==== Zu lesender Auszug ====

John Wray: "Gotteskind"
Die
us-amerikanische Dschihadistin
John Wray ist ein äußerst interessanter 1971
geborener Autor. Sohn einer österreichischen Mutter und eines
us-amerikanischen Vaters, lebt er heute abwechselnd in Friesach
(Kärnten) und Brooklyn. Er schreibt hauptsächlich auf
Englisch, aber auch in deutscher Sprache und wurde für einen
deutschen Text beim "Ingeborg Bachmann-Wettbewerb" anno 2017 mit dem
"Preis des Deutschlandfunks" ausgezeichnet. Bereits 2007 wurde er vom
Literaturmagazin "Granta" unter die besten jungen us-amerikanischen
Autoren gewählt.

==== Einträge ====

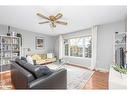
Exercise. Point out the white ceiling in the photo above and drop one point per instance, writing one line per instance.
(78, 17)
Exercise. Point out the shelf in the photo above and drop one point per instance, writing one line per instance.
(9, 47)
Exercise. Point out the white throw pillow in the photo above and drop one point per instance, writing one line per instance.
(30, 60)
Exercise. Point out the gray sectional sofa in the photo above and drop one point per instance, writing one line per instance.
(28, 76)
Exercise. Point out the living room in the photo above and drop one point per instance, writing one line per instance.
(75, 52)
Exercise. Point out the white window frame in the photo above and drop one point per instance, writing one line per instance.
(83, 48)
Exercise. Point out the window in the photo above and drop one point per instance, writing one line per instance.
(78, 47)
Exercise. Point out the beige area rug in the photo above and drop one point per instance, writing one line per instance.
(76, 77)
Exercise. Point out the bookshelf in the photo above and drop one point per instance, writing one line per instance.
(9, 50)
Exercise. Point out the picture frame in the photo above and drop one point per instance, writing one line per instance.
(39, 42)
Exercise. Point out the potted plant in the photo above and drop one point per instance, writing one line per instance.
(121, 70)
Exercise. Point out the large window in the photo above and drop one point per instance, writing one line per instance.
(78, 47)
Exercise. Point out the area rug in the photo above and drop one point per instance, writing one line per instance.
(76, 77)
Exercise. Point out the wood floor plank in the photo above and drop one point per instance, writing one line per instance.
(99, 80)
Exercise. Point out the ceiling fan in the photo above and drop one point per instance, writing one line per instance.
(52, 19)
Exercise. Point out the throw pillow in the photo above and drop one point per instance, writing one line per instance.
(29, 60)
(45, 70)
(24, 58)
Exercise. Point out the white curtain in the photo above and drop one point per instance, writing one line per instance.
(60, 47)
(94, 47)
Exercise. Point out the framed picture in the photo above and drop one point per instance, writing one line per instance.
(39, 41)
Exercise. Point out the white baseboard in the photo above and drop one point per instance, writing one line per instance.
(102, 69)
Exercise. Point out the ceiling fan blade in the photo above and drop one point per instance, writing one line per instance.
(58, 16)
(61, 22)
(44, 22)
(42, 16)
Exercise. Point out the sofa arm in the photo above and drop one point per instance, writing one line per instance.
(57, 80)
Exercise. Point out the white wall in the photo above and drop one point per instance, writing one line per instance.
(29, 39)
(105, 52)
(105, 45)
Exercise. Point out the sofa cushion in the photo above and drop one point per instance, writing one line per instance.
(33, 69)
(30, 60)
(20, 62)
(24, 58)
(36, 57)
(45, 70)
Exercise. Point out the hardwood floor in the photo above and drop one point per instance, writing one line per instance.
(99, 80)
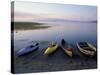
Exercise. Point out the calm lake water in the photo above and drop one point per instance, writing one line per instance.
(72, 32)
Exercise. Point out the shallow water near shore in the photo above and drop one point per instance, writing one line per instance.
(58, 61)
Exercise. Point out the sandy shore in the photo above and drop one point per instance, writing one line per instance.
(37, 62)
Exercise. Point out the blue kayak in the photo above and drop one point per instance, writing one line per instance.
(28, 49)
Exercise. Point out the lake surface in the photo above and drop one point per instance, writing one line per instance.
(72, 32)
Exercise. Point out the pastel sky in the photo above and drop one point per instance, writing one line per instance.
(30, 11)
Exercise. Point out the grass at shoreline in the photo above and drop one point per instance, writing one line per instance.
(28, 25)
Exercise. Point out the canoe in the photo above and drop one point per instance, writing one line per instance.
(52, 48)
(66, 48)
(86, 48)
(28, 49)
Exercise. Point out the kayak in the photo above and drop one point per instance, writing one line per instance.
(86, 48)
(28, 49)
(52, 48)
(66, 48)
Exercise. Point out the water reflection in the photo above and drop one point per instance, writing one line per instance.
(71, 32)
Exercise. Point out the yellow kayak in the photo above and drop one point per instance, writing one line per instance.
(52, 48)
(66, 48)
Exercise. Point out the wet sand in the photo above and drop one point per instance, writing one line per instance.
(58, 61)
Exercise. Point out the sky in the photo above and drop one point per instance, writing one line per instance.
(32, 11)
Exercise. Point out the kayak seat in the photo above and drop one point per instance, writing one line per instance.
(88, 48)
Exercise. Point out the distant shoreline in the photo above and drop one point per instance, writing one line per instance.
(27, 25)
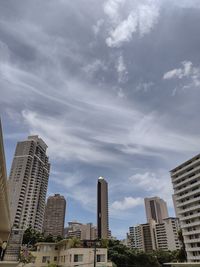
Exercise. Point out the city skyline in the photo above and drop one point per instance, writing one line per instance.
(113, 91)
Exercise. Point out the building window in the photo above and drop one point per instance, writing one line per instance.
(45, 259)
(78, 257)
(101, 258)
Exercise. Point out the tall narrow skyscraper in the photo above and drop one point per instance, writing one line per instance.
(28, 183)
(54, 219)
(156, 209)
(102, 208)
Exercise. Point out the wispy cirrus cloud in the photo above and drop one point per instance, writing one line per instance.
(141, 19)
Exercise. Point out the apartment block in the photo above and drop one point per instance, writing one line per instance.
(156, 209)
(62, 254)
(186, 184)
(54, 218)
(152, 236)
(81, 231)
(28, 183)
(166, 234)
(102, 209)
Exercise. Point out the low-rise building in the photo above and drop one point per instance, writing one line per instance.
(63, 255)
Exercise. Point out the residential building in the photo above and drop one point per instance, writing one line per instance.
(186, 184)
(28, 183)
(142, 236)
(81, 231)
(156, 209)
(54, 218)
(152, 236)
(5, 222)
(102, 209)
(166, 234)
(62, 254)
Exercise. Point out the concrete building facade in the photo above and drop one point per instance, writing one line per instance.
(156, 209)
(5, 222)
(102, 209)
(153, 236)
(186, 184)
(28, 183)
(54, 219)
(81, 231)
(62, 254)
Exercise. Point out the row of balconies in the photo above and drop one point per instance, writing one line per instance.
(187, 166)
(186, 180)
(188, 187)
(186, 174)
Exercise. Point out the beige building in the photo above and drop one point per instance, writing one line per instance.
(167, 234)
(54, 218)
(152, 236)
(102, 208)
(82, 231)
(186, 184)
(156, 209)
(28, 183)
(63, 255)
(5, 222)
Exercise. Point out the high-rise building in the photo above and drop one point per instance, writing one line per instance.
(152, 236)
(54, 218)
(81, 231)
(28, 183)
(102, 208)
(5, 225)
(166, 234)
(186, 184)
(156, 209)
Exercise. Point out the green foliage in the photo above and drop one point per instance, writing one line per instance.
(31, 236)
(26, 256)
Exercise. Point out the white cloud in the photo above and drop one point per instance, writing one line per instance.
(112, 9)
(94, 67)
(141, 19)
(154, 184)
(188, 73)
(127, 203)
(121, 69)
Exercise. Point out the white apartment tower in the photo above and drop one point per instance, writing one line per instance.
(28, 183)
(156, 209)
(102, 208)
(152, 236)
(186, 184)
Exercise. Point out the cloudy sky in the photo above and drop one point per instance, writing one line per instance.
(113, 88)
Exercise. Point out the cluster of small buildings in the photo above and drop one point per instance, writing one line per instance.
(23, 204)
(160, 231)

====
==== Einträge ====

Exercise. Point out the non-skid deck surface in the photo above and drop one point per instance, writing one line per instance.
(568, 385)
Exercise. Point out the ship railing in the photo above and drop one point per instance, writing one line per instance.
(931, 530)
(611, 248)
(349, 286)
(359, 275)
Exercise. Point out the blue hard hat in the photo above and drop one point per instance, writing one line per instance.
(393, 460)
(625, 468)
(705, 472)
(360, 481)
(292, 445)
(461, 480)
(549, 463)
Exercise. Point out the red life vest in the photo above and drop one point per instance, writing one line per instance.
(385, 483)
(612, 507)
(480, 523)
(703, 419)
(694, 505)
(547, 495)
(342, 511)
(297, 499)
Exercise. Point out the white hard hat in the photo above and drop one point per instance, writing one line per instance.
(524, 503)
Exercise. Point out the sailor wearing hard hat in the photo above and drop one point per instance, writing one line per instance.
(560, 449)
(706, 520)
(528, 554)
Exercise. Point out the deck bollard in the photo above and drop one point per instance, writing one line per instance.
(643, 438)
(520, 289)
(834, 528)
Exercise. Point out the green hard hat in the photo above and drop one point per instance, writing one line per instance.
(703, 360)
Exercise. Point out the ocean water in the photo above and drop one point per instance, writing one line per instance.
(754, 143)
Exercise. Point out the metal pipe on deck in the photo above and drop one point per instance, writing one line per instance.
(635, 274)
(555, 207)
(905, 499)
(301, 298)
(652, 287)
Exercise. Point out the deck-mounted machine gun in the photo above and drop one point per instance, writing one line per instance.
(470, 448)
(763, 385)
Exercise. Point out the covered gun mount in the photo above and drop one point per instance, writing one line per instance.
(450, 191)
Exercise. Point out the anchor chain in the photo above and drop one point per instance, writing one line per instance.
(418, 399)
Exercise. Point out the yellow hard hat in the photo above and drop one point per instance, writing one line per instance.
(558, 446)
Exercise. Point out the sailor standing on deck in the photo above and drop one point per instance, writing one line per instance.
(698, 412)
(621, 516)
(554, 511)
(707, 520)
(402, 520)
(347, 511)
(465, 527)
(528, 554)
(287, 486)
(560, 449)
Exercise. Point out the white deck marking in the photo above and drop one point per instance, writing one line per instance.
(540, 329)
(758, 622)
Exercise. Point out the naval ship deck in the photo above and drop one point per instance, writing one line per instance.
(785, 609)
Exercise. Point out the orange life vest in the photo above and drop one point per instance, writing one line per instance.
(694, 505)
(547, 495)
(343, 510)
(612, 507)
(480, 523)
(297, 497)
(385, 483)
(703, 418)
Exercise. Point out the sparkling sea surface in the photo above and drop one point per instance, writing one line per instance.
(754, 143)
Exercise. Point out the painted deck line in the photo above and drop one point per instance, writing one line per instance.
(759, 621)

====
==== Einträge ====

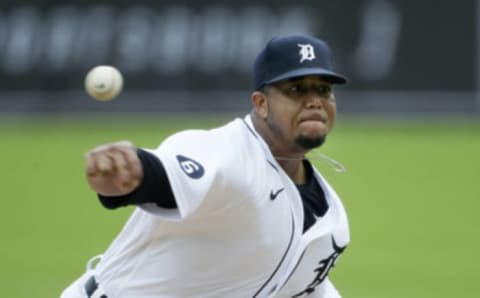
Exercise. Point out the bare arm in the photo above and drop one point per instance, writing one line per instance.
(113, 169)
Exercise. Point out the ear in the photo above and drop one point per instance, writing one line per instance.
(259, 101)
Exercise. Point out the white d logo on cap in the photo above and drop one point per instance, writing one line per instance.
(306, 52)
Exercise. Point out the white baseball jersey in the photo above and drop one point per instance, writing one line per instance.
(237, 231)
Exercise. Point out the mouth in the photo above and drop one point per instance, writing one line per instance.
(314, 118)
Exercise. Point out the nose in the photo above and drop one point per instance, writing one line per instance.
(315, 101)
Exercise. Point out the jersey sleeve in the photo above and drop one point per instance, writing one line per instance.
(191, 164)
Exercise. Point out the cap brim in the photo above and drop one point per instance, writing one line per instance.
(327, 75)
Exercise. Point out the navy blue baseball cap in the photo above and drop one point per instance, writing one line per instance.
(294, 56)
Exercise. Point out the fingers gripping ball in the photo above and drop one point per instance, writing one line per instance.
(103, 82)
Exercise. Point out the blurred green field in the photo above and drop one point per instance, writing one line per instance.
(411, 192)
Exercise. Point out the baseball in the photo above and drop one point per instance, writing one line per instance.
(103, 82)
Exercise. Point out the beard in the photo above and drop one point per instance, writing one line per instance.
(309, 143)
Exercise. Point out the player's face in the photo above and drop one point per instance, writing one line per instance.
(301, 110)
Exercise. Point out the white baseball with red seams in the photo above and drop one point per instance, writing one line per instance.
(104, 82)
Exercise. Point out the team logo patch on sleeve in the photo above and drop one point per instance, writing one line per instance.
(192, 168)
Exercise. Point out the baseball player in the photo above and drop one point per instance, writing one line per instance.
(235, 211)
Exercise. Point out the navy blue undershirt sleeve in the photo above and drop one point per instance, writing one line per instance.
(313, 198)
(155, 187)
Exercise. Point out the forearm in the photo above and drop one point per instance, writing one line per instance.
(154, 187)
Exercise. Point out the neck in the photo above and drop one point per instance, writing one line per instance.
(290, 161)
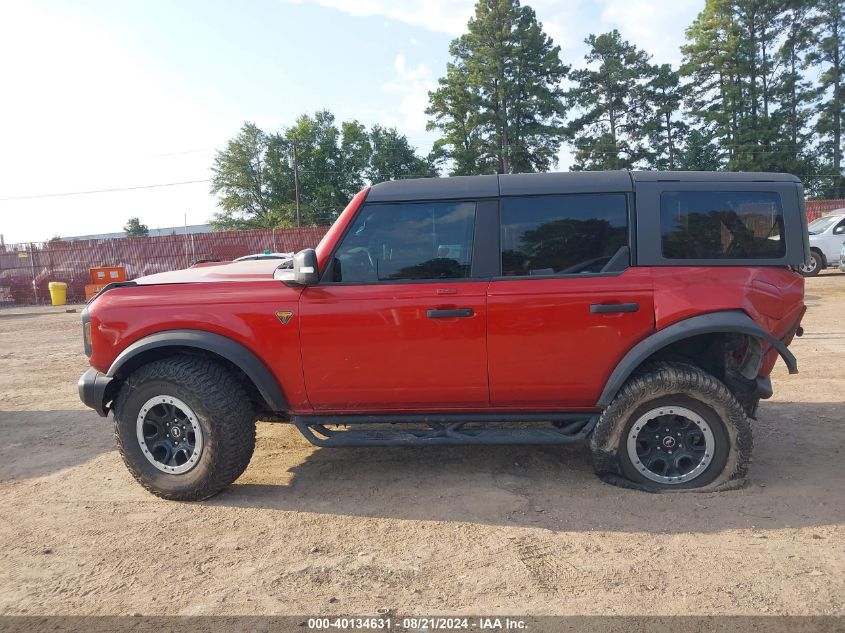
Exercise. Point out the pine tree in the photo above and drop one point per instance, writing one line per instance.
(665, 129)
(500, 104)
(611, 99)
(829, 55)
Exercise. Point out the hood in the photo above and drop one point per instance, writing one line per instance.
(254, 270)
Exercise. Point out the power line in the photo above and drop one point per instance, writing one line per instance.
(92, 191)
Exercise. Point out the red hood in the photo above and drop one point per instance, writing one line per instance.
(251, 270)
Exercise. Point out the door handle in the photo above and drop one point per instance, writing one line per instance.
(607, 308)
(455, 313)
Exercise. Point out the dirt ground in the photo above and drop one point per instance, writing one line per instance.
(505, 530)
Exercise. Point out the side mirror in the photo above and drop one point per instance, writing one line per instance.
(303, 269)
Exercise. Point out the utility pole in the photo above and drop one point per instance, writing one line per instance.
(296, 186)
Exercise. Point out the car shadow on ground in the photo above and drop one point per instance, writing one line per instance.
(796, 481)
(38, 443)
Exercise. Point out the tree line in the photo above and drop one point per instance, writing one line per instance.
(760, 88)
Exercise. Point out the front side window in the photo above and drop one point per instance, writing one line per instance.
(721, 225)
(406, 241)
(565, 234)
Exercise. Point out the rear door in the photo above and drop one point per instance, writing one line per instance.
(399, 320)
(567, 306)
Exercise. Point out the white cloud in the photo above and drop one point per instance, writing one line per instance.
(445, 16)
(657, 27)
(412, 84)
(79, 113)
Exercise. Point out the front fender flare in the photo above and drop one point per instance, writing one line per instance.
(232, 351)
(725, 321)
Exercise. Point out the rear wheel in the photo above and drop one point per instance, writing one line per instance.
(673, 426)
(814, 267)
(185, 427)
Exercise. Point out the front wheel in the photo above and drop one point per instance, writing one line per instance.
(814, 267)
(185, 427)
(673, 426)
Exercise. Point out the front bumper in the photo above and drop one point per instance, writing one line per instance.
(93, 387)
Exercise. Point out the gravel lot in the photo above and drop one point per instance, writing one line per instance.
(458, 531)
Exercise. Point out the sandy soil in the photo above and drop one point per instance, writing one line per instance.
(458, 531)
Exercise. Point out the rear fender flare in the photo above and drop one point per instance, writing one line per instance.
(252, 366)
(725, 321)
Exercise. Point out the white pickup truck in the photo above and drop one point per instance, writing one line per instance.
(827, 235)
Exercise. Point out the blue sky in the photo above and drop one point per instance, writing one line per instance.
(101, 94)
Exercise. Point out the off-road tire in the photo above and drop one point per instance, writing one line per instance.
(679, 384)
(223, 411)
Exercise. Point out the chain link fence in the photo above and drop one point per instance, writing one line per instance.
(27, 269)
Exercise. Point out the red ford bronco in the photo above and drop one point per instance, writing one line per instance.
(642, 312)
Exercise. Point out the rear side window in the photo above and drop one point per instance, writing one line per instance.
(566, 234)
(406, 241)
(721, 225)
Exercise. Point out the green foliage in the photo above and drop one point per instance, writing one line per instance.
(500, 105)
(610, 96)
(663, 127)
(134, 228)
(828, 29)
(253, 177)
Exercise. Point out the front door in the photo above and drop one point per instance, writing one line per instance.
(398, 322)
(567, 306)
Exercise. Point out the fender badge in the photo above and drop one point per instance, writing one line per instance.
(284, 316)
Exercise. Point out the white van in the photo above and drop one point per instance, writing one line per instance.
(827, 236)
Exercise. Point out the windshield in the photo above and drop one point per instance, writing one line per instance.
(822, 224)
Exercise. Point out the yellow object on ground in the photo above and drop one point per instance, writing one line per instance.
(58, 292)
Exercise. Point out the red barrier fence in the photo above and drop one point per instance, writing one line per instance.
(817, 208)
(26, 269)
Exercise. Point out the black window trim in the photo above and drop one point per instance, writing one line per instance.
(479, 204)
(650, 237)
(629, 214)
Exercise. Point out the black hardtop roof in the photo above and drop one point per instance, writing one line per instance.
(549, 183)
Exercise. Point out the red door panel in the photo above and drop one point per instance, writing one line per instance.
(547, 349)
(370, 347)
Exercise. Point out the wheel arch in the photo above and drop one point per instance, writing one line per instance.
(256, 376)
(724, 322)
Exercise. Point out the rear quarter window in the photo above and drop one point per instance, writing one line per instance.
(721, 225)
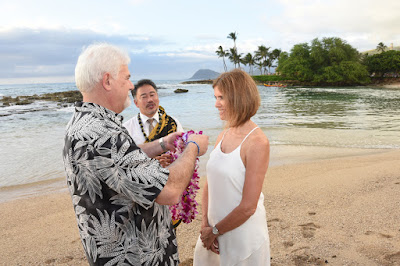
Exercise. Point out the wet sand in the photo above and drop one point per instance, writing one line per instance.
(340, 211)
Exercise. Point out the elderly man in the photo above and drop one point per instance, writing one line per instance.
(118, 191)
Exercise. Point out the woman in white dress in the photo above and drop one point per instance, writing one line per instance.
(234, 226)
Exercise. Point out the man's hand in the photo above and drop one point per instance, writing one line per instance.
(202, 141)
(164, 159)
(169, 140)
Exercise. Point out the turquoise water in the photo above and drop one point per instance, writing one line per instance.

====

■ Deine Aufgabe ■
Gib den Absatz „John Wray ist ein äußerst interessanter …“ aus dem Auszug über John Wray als Stichpunktliste wieder und behalte dabei seine wesentlichen Fakten bei.

■ Lösung ■
- 1971 geboren
- Sohn einer österreichischen Mutter und eines US-amerikanischen Vaters
- Lebt abwechselnd in Friesach (Kärnten) und Brooklyn
- Schreibt hauptsächlich auf Englisch, aber auch auf Deutsch
- 2017 beim „Ingeborg Bachmann-Wettbewerb“ für einen deutschen Text mit dem „Preis des Deutschlandfunks“ ausgezeichnet
- 2007 vom Literaturmagazin „Granta“ unter die besten jungen US-amerikanischen Autoren gewählt